YOUR TASK
Your job here is to restate every record exactly, pictures excluded.

SOURCE DATA
Content starts

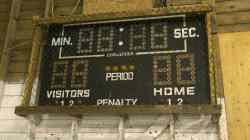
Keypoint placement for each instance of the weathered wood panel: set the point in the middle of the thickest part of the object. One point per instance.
(13, 126)
(13, 136)
(235, 52)
(233, 15)
(7, 113)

Content ends

SOLUTION
Keypoint placement for each instance of the weathered wood panel: set the point in the middle of the thickest part of the object. One point per instance.
(13, 126)
(13, 136)
(235, 52)
(233, 15)
(7, 113)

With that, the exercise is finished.